Exercise aim »
The data below should be transcribed in full, with no picture included.

Data for processing »
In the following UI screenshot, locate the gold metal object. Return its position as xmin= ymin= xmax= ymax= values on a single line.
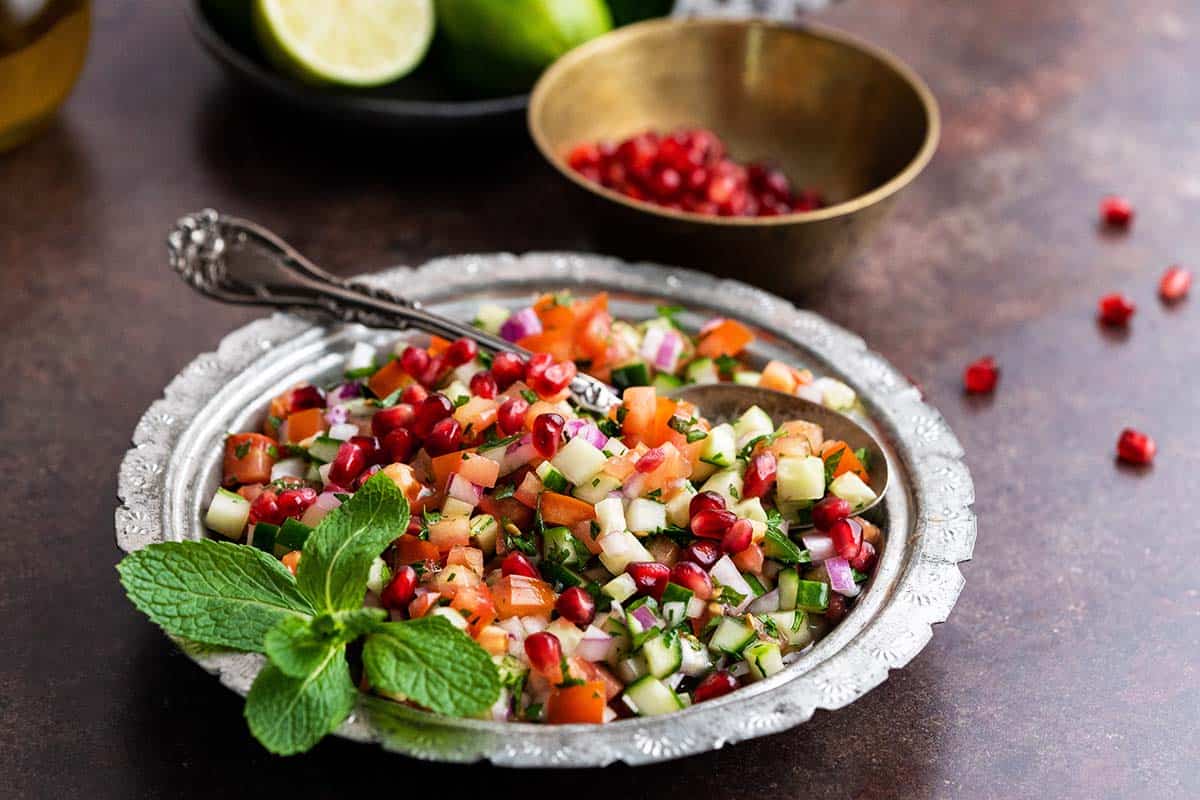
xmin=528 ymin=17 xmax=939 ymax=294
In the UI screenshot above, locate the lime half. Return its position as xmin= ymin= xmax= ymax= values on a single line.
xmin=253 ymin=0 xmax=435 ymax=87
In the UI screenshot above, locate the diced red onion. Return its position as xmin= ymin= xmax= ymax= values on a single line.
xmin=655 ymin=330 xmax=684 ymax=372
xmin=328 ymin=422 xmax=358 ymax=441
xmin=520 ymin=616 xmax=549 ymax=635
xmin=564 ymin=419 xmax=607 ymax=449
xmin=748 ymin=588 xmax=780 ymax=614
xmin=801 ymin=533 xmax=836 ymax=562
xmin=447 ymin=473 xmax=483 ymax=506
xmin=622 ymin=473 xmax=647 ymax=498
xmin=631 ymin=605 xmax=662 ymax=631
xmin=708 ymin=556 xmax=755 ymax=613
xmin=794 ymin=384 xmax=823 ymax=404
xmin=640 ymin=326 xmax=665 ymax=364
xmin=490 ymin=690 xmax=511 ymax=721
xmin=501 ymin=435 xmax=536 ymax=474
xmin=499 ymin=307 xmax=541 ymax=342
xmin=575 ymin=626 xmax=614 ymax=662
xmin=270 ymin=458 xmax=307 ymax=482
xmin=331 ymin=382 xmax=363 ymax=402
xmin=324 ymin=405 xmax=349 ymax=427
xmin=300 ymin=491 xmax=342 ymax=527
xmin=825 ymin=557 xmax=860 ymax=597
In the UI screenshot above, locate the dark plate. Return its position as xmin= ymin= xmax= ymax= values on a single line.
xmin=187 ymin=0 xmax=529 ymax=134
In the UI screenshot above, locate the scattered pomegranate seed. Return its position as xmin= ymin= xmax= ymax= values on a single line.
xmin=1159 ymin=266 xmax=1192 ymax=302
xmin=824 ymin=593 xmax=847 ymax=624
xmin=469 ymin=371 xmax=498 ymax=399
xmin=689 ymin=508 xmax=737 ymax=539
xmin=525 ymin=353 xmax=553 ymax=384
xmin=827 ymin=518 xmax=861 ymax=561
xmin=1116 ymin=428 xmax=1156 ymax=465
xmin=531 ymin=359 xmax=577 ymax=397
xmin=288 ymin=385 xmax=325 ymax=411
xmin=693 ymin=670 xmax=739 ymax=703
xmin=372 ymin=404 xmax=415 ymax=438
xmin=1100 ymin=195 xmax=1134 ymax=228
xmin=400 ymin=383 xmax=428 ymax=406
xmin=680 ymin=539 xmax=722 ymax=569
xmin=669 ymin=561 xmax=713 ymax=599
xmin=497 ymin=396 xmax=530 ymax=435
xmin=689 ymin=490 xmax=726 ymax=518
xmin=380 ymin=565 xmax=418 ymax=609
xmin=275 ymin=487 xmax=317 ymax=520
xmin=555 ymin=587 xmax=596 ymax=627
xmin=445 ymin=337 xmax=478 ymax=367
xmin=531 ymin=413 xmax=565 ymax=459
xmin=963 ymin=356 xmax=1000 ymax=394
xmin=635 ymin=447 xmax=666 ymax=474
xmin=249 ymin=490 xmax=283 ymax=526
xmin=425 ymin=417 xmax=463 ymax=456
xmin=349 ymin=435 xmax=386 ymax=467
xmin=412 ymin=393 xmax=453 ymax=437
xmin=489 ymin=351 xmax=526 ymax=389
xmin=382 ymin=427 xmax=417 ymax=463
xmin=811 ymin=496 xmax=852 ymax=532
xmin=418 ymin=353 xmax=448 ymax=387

Finished task »
In the following UI screenshot, locate the gold metal object. Return its position as xmin= ymin= xmax= ymax= values on a single line.
xmin=528 ymin=17 xmax=939 ymax=294
In the UI screenshot above, locate the lime half. Return its position as xmin= ymin= xmax= ymax= values on a single line.
xmin=253 ymin=0 xmax=435 ymax=87
In the UI screenshot above, locate the diced red onion. Return its position as xmin= ymin= xmax= ymax= values on a single line.
xmin=655 ymin=330 xmax=684 ymax=372
xmin=328 ymin=422 xmax=358 ymax=441
xmin=520 ymin=616 xmax=549 ymax=635
xmin=564 ymin=419 xmax=607 ymax=449
xmin=748 ymin=588 xmax=780 ymax=614
xmin=801 ymin=533 xmax=836 ymax=562
xmin=447 ymin=473 xmax=483 ymax=506
xmin=622 ymin=473 xmax=647 ymax=498
xmin=631 ymin=605 xmax=662 ymax=631
xmin=708 ymin=556 xmax=755 ymax=613
xmin=794 ymin=384 xmax=823 ymax=404
xmin=640 ymin=326 xmax=665 ymax=364
xmin=490 ymin=690 xmax=511 ymax=721
xmin=501 ymin=435 xmax=536 ymax=474
xmin=499 ymin=307 xmax=541 ymax=342
xmin=575 ymin=626 xmax=614 ymax=662
xmin=270 ymin=458 xmax=307 ymax=482
xmin=331 ymin=382 xmax=363 ymax=402
xmin=324 ymin=405 xmax=349 ymax=427
xmin=300 ymin=491 xmax=342 ymax=527
xmin=825 ymin=557 xmax=860 ymax=597
In the UI screenshot above, locate the dark plate. Return its position as xmin= ymin= xmax= ymax= values on a single line.
xmin=187 ymin=0 xmax=529 ymax=134
In the UI screenshot above, locate the scattered pomegranate seed. Return its position as xmin= ymin= xmax= ymax= values on a single line.
xmin=1159 ymin=266 xmax=1192 ymax=302
xmin=824 ymin=593 xmax=847 ymax=624
xmin=469 ymin=371 xmax=498 ymax=399
xmin=689 ymin=508 xmax=737 ymax=539
xmin=525 ymin=353 xmax=553 ymax=384
xmin=827 ymin=518 xmax=861 ymax=561
xmin=1116 ymin=428 xmax=1156 ymax=465
xmin=531 ymin=359 xmax=577 ymax=397
xmin=288 ymin=385 xmax=325 ymax=411
xmin=693 ymin=670 xmax=739 ymax=703
xmin=372 ymin=404 xmax=415 ymax=438
xmin=1100 ymin=195 xmax=1134 ymax=228
xmin=400 ymin=383 xmax=428 ymax=406
xmin=680 ymin=539 xmax=722 ymax=569
xmin=669 ymin=561 xmax=713 ymax=599
xmin=497 ymin=396 xmax=530 ymax=435
xmin=689 ymin=490 xmax=726 ymax=518
xmin=380 ymin=565 xmax=418 ymax=609
xmin=275 ymin=487 xmax=317 ymax=520
xmin=555 ymin=587 xmax=596 ymax=627
xmin=445 ymin=337 xmax=478 ymax=367
xmin=531 ymin=413 xmax=565 ymax=459
xmin=963 ymin=356 xmax=1000 ymax=394
xmin=635 ymin=447 xmax=666 ymax=474
xmin=249 ymin=490 xmax=283 ymax=526
xmin=425 ymin=417 xmax=463 ymax=456
xmin=349 ymin=435 xmax=386 ymax=467
xmin=412 ymin=393 xmax=453 ymax=437
xmin=489 ymin=351 xmax=526 ymax=389
xmin=382 ymin=427 xmax=417 ymax=463
xmin=811 ymin=496 xmax=852 ymax=532
xmin=418 ymin=353 xmax=448 ymax=387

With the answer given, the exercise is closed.